** BEGIN DATASET **
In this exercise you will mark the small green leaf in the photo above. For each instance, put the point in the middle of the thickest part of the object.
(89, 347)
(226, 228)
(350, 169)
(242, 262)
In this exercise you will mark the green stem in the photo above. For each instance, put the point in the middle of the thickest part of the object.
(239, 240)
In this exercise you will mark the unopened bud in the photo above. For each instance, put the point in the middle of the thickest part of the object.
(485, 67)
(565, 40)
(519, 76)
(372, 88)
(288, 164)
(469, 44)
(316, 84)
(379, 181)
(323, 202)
** END DATASET **
Put the data above into a Markdown table with two columns, Row and Line, giving each non-blank line its own numbered row in order.

| Row | Line |
|---|---|
| 1 | In this exercise you will mark the small green leaf in the photo above. For each instance, put the point in the middle of the thickest part of the object. |
| 2 | (89, 347) |
| 3 | (226, 228) |
| 4 | (350, 169) |
| 5 | (242, 262) |
| 6 | In this exercise you will mark the green stem in the photo above. For each instance, put the point in the middle of the thickest part of the object. |
| 7 | (239, 240) |
| 8 | In this exercise you will mark the unopened bud in the photo above. For each instance, put the point in the middle of the thickest part of the object. |
| 9 | (485, 67) |
| 10 | (565, 40) |
| 11 | (519, 76) |
| 12 | (372, 88) |
| 13 | (288, 164) |
| 14 | (469, 44) |
| 15 | (316, 84) |
| 16 | (379, 181) |
| 17 | (323, 202) |